Exercise :: Rewrite the records below with "pixel coordinates" changed to "pixel positions" everywhere it appears. Leave everything else as it is.

Records ::

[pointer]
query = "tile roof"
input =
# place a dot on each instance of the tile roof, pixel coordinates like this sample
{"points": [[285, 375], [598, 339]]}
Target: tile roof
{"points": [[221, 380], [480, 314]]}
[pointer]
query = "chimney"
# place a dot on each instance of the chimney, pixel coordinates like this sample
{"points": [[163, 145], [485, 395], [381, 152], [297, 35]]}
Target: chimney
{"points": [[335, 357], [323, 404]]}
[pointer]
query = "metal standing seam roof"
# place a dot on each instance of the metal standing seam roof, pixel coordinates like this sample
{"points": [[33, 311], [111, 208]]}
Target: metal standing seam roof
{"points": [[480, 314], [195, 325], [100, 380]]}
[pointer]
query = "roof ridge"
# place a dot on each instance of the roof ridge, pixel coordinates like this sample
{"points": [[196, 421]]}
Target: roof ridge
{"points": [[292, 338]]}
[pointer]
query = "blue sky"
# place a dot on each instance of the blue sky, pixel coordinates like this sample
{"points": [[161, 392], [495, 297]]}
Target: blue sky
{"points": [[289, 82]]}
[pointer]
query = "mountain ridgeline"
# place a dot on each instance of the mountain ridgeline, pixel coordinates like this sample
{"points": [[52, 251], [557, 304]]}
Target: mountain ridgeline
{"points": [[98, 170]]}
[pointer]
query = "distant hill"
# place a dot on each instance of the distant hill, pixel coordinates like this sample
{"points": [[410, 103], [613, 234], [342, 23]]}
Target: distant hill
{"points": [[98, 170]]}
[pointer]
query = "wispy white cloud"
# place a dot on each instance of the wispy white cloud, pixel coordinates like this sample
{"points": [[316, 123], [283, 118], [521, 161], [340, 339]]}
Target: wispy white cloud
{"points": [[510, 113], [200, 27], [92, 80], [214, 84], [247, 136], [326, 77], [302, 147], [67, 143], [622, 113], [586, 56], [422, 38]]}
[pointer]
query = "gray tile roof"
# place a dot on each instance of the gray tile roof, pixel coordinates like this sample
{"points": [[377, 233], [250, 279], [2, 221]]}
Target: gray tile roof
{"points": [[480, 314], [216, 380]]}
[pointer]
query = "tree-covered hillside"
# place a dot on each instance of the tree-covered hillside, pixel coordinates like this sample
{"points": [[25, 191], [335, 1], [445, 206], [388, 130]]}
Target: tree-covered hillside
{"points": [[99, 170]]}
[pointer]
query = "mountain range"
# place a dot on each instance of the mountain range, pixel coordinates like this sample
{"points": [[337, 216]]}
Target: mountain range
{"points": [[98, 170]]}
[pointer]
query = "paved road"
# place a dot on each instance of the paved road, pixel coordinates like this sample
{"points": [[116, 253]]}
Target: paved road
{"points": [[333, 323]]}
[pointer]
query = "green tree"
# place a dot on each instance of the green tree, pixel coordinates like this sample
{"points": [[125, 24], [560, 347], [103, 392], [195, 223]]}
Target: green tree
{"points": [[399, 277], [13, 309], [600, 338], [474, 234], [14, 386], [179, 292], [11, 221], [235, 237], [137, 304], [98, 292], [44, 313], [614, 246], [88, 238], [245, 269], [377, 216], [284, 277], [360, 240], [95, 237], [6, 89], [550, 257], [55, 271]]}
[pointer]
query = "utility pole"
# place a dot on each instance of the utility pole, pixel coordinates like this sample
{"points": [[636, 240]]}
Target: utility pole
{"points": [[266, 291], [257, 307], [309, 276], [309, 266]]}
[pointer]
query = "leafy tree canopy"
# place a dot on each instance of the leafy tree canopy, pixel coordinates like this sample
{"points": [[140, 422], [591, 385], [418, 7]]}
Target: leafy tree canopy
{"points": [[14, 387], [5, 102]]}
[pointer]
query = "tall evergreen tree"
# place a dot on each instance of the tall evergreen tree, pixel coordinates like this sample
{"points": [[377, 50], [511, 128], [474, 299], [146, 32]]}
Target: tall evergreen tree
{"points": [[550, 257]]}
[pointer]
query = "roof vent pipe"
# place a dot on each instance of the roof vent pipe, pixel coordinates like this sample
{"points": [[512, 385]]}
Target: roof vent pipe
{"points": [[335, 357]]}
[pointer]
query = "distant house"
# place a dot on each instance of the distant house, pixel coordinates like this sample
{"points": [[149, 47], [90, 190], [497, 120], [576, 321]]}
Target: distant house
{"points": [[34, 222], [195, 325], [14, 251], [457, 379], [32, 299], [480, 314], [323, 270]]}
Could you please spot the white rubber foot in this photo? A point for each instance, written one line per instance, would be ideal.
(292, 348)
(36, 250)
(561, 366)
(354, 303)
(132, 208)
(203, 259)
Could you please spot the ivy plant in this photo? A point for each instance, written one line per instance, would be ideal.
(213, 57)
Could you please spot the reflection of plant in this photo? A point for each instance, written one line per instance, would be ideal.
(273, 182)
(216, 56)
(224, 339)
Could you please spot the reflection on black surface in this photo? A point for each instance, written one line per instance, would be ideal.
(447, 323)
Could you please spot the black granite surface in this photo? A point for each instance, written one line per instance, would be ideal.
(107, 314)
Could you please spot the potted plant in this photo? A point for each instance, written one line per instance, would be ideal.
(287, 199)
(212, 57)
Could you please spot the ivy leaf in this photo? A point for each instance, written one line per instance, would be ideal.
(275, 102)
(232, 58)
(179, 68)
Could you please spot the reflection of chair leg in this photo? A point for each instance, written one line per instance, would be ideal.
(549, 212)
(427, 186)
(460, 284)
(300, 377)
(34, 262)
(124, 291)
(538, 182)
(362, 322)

Result below ::
[pointer]
query = "tile roof"
input =
# place a dot on each instance of the tile roof, pixel positions like this sample
{"points": [[285, 375], [598, 339]]}
Target: tile roof
{"points": [[221, 380], [480, 314]]}
[pointer]
query = "chimney"
# place a dot on each instance of the chimney, pixel positions like this sample
{"points": [[163, 145], [485, 395], [381, 152], [297, 35]]}
Target: chimney
{"points": [[335, 357], [323, 404]]}
[pointer]
query = "metal standing seam roof"
# place a dot on each instance of the metal standing seam roof, pixel positions like this sample
{"points": [[33, 311], [111, 208]]}
Target: metal standing seam roof
{"points": [[480, 314], [195, 325], [100, 380]]}
[pointer]
query = "roof ridge"
# place a dot on each instance of the roof ridge, pixel positions like this sample
{"points": [[196, 421]]}
Target: roof ridge
{"points": [[292, 338]]}
[pointer]
query = "blue sky"
# place a dot on each instance of the blue sky, pixel positions like this sample
{"points": [[161, 392], [495, 297]]}
Target: blue sky
{"points": [[289, 82]]}
[pointer]
query = "mountain ridgeline"
# place a dot on each instance of the mountain ridgeline, pixel positions like this sample
{"points": [[52, 251], [557, 304]]}
Target: mountain ridgeline
{"points": [[98, 170]]}
[pointer]
query = "distant hill"
# place a dot on each instance of the distant hill, pixel positions like this sample
{"points": [[410, 103], [613, 234], [342, 23]]}
Target: distant hill
{"points": [[98, 170]]}
[pointer]
query = "wispy white cloud"
# place a dot on each instance of the wispy white cloud, pixel positions like this sample
{"points": [[316, 123], [283, 118], [521, 161], [340, 339]]}
Target: wispy white cloud
{"points": [[510, 113], [200, 27], [92, 80], [214, 84], [247, 136], [326, 77], [302, 147], [67, 143], [622, 113], [586, 56], [422, 38]]}
[pointer]
query = "gray tile roof"
# place a dot on each instance of the gray tile roof, pixel positions like this sample
{"points": [[377, 233], [250, 279], [2, 221]]}
Target: gray tile roof
{"points": [[480, 314], [216, 380]]}
[pointer]
query = "tree-covered hillside"
# place a dot on each instance of the tree-covered hillside, pixel positions like this sample
{"points": [[25, 191], [335, 1], [445, 206], [388, 130]]}
Target: tree-covered hillside
{"points": [[99, 170]]}
[pointer]
query = "mountain range"
# place a dot on each instance of the mountain range, pixel positions like this sample
{"points": [[337, 216]]}
Target: mountain range
{"points": [[98, 170]]}
[pointer]
query = "paved road"
# place a dot on each instance of the paved road, pixel positions like this sample
{"points": [[116, 253]]}
Target: paved road
{"points": [[333, 323]]}
[pointer]
query = "green tree"
# place a dot on each instance of the green tree, pixel positions like this sample
{"points": [[125, 24], [560, 347], [103, 392], [195, 223]]}
Target: green tree
{"points": [[399, 277], [13, 309], [600, 338], [474, 234], [14, 386], [179, 292], [11, 221], [235, 237], [137, 304], [98, 292], [44, 313], [614, 246], [88, 238], [245, 269], [377, 216], [284, 277], [360, 240], [95, 237], [6, 89], [550, 257], [55, 271]]}
[pointer]
query = "utility pole"
# place a dot on each instance of the utility pole, pixel positions like this sample
{"points": [[636, 240]]}
Target: utility pole
{"points": [[266, 291], [257, 307], [309, 276], [309, 266]]}
[pointer]
query = "leafy tree canopy"
# place a dot on each instance of the leafy tree canopy, pixel positions like this sample
{"points": [[140, 422], [591, 385], [418, 7]]}
Target: leafy tree canopy
{"points": [[14, 387], [5, 102]]}
[pointer]
query = "tall evergreen tree"
# place a dot on each instance of the tall evergreen tree, pixel positions like this sample
{"points": [[377, 50], [511, 128], [474, 299], [146, 32]]}
Target: tall evergreen tree
{"points": [[550, 257]]}
[pointer]
query = "roof vent pipe"
# place a dot on each instance of the roof vent pipe, pixel positions like this sample
{"points": [[512, 385]]}
Target: roof vent pipe
{"points": [[335, 357]]}
[pointer]
query = "distant house"
# place a dot on each instance of the distant house, pixel positions like this sample
{"points": [[149, 47], [90, 190], [497, 120], [576, 321]]}
Target: distant house
{"points": [[34, 222], [195, 325], [14, 251], [457, 379], [32, 299], [480, 314], [323, 270]]}
Could you please spot the white rubber foot in this photo? A point for each instance, written one line per instance, would be ideal.
(292, 348)
(36, 250)
(561, 366)
(354, 303)
(132, 208)
(203, 259)
Could you please spot the ivy plant in this photo? A point for each instance, written one line per instance, would be ideal.
(213, 57)
Could you please spot the reflection of plant in this photo? A point for each instance, written one line per instance, would be ideal.
(273, 182)
(216, 56)
(224, 339)
Could you please spot the reflection on black surface in this photo? A point for each instance, written one line per instance, would be ideal.
(447, 323)
Could you please spot the black granite surface in this photo? A point for each instance, written one line per instance, would be ideal.
(107, 314)
Could you please spot the potted plant in this photo? A point for each instance, written one line per instance, would be ideal.
(287, 199)
(212, 57)
Could you please spot the ivy leaf in this photo? A point for each instance, written one line per instance, would be ideal.
(275, 102)
(232, 58)
(179, 68)
Could you please spot the reflection of chair leg in this photo? A point for each instance, written one line per instance, would be ideal.
(549, 212)
(427, 186)
(460, 284)
(300, 377)
(34, 262)
(124, 291)
(538, 182)
(362, 322)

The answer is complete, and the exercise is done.